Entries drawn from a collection

-- BEGIN --

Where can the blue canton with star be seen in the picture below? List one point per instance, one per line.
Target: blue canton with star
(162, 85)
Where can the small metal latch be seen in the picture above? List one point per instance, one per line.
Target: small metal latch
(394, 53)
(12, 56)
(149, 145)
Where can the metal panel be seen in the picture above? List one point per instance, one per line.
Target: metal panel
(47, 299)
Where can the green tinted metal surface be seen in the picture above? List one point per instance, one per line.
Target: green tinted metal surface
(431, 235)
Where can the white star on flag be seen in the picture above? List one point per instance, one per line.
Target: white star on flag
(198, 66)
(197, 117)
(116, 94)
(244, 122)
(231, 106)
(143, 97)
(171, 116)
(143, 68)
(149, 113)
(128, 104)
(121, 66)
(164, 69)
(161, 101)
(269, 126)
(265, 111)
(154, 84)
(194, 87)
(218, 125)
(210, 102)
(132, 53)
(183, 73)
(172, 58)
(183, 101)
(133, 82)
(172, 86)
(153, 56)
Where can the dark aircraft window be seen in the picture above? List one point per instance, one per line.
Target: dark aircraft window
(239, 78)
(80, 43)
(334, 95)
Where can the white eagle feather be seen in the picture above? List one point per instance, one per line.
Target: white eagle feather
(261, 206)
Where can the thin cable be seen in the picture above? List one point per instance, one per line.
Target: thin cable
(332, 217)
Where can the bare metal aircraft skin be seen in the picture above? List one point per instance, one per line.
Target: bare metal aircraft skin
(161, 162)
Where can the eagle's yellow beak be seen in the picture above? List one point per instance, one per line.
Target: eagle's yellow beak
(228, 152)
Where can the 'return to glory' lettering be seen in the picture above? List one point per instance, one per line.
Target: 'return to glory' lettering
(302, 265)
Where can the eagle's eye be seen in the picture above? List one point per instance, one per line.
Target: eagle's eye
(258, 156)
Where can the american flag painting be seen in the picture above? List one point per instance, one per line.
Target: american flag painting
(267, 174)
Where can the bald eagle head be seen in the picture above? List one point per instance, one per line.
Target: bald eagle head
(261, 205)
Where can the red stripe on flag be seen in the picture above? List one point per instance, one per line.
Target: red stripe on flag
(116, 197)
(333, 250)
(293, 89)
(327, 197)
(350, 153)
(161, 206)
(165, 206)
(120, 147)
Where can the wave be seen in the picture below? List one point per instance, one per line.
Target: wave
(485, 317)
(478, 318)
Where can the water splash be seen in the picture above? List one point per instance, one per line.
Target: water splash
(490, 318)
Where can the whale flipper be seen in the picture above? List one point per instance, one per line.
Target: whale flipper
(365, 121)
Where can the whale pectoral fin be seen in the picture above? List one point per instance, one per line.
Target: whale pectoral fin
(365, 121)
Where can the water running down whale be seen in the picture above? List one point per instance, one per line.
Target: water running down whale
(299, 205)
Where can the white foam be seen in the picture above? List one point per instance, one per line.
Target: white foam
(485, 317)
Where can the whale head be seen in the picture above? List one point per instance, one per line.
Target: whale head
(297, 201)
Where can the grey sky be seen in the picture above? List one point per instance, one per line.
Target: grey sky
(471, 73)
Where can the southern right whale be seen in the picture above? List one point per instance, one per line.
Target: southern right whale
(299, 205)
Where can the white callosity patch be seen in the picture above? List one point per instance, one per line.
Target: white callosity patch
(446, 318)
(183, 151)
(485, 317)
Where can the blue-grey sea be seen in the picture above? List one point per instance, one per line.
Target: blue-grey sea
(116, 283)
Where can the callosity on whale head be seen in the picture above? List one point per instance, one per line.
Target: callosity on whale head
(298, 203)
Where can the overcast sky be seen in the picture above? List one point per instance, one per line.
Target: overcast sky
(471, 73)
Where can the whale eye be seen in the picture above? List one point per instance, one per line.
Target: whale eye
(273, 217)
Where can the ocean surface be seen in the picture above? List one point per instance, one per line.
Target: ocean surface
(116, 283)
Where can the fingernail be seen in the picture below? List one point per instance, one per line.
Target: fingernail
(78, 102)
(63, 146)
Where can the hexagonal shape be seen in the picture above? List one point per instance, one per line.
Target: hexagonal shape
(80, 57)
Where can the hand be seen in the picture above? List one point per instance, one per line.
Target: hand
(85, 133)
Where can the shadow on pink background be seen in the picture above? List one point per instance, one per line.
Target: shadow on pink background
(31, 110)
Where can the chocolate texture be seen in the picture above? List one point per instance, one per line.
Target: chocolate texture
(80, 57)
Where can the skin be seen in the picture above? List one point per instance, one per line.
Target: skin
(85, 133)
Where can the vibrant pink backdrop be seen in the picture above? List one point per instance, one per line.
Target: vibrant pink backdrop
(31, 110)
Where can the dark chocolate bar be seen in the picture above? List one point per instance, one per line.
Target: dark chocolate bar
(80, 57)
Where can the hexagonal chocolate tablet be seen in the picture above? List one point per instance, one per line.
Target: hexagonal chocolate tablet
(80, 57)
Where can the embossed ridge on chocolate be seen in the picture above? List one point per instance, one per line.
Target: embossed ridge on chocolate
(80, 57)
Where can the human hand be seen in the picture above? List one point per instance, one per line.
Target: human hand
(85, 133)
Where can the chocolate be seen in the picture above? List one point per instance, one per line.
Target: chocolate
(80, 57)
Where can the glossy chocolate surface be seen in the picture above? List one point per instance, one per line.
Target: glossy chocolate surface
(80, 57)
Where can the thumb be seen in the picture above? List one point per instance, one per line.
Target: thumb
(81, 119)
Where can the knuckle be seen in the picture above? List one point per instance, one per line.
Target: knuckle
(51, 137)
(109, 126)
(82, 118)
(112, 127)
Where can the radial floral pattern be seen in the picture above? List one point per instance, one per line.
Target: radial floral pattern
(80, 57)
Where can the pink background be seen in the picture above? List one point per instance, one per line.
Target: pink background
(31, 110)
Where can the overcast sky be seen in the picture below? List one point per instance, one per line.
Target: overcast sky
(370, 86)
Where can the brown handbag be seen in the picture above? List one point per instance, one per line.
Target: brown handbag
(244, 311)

-- END --

◆ To be done: Put every line of the data above into a numbered list, omitting any blank lines.

◆ Correct result:
1. Where can the blue canton with star be seen in the picture below? List one point per instance, one per line.
2. Target: blue canton with star
3. (162, 85)
4. Where can the small metal latch be seen in the picture above? List one point per instance, one per line.
5. Target: small metal latch
6. (394, 53)
7. (12, 56)
8. (149, 145)
9. Where can the metal panel be seen in the picture above? List one point per instance, one per line.
10. Target: metal panel
11. (47, 299)
12. Where can the green tinted metal surface be seen in the picture above? List one point per instance, one per line.
13. Target: green tinted metal surface
14. (431, 235)
15. Where can the white star on flag be seen in the picture above? List one point per instance, one per line.
16. Target: white star on flag
17. (198, 66)
18. (197, 117)
19. (116, 94)
20. (244, 122)
21. (231, 106)
22. (143, 97)
23. (171, 116)
24. (143, 68)
25. (149, 113)
26. (128, 104)
27. (121, 66)
28. (164, 69)
29. (161, 101)
30. (269, 126)
31. (265, 111)
32. (154, 84)
33. (194, 87)
34. (218, 125)
35. (210, 102)
36. (132, 53)
37. (183, 73)
38. (172, 58)
39. (183, 101)
40. (133, 82)
41. (172, 86)
42. (153, 56)
43. Where can the dark aircraft window be seen in the picture above? List one point per instance, one per line.
44. Target: dark aircraft window
45. (239, 78)
46. (80, 43)
47. (334, 95)
48. Where can the white eagle feather be seen in the picture above? List one point per instance, one per line.
49. Target: white eagle feather
50. (261, 206)
51. Where can the thin cable be seen in the picture above? List one point per instance, one per line.
52. Target: thin cable
53. (332, 217)
54. Where can the bare metal aircraft skin be seen in the picture above? List one point per instance, one per line.
55. Target: bare metal aircraft skin
56. (161, 162)
57. Where can the eagle's yellow beak be seen in the picture above? List one point per instance, one per line.
58. Target: eagle's yellow beak
59. (228, 152)
60. Where can the 'return to glory' lettering be seen in the picture above? List one point per instance, one per line.
61. Target: 'return to glory' lettering
62. (302, 265)
63. Where can the eagle's eye be seen in the picture above? List one point per instance, one per line.
64. Target: eagle's eye
65. (258, 156)
66. Where can the american flag painting be seen in the picture above? List one point per instance, one per line.
67. Target: american flag painting
68. (267, 174)
69. Where can the bald eagle head be seen in the picture above? List one point per instance, one per line.
70. Target: bald eagle head
71. (261, 205)
72. Where can the red stripe on flag be seen in the picture above? List one point per instance, one per line.
73. Target: red stripe on flag
74. (116, 197)
75. (333, 250)
76. (293, 89)
77. (327, 197)
78. (350, 153)
79. (161, 206)
80. (165, 206)
81. (120, 147)
82. Where can the wave be seen in the picture below? List one point per instance, one per line.
83. Target: wave
84. (485, 317)
85. (478, 318)
86. Where can the water splash be seen in the picture above? List one point per instance, one per line.
87. Target: water splash
88. (490, 318)
89. Where can the whale flipper be seen in the picture above? List one point per instance, one per line.
90. Target: whale flipper
91. (365, 121)
92. Where can the whale pectoral fin be seen in the picture above? List one point per instance, one per line.
93. Target: whale pectoral fin
94. (365, 121)
95. Where can the water running down whale be seen in the picture above? List one point per instance, one per line.
96. Target: water running down whale
97. (299, 205)
98. Where can the white foam be seen in the picture above? List one point per instance, one per line.
99. Target: white foam
100. (485, 317)
101. Where can the whale head be seen in the picture above? List one point per instance, one per line.
102. Target: whale head
103. (297, 201)
104. Where can the grey sky be seen in the picture above? List one point per instance, one per line.
105. Target: grey sky
106. (471, 73)
107. Where can the southern right whale be seen in the picture above? List one point per instance, one per line.
108. Target: southern right whale
109. (299, 205)
110. Where can the white callosity patch be seen in the picture above? List one point per instance, one per line.
111. Target: white callosity patch
112. (446, 318)
113. (183, 151)
114. (485, 317)
115. Where can the blue-grey sea be seen in the picture above? List one point per instance, one per line.
116. Target: blue-grey sea
117. (116, 283)
118. Where can the callosity on whale head be seen in the picture above? List one point per instance, one per line.
119. Target: callosity on whale head
120. (298, 203)
121. Where can the overcast sky be seen in the picture above? List one point per instance, one per line.
122. Target: overcast sky
123. (471, 73)
124. Where can the whale eye be seen in the picture above? List one point per instance, one per line.
125. Target: whale eye
126. (273, 217)
127. Where can the ocean surface be seen in the picture above? List one point per instance, one per line.
128. Target: ocean surface
129. (116, 283)
130. Where can the fingernail be seen in the picture below? List one point per instance, one per line.
131. Target: fingernail
132. (78, 102)
133. (63, 146)
134. Where can the hexagonal shape be seen in the picture above? List one point per instance, one per line.
135. Target: hexagonal shape
136. (80, 57)
137. Where can the hand be seen in the picture above? List one point per instance, one per line.
138. Target: hand
139. (85, 133)
140. Where can the shadow on pink background be seen in the picture above? List one point per instance, one per line.
141. Target: shadow on pink background
142. (31, 110)
143. Where can the chocolate texture be seen in the picture above? List one point per instance, one per line.
144. Target: chocolate texture
145. (80, 57)
146. Where can the skin be seen in the picture above? List one point per instance, one per line.
147. Target: skin
148. (85, 133)
149. Where can the vibrant pink backdrop be seen in the picture above? List one point per instance, one per line.
150. Target: vibrant pink backdrop
151. (31, 110)
152. Where can the dark chocolate bar be seen in the picture above? List one point per instance, one per line.
153. Target: dark chocolate bar
154. (80, 57)
155. Where can the hexagonal chocolate tablet be seen in the picture above? List one point per instance, one per line.
156. Target: hexagonal chocolate tablet
157. (80, 57)
158. Where can the embossed ridge on chocolate be seen in the picture above? List one point per instance, one per line.
159. Target: embossed ridge on chocolate
160. (80, 57)
161. Where can the human hand be seen in the picture above? List one point per instance, one per line.
162. Target: human hand
163. (85, 133)
164. Where can the chocolate be seen in the picture above? List one point per instance, one per line.
165. Target: chocolate
166. (80, 57)
167. Where can the glossy chocolate surface be seen in the picture above? List one point per instance, one per line.
168. Target: glossy chocolate surface
169. (80, 57)
170. Where can the thumb be seen in the picture above? List one point per instance, one per line.
171. Target: thumb
172. (81, 119)
173. Where can the knuckle be seen in the picture above? List one point per instance, one per line.
174. Target: knuckle
175. (51, 137)
176. (109, 126)
177. (82, 118)
178. (112, 127)
179. Where can the radial floral pattern be seen in the picture above? List one point per instance, one per line.
180. Target: radial floral pattern
181. (80, 57)
182. Where can the pink background be seen in the picture above? List one point per instance, one per line.
183. Target: pink background
184. (31, 110)
185. Where can the overcast sky be seen in the picture below? List one point per instance, one per line.
186. Target: overcast sky
187. (370, 86)
188. Where can the brown handbag be seen in the picture above? List one point per instance, one per line.
189. Target: brown handbag
190. (244, 311)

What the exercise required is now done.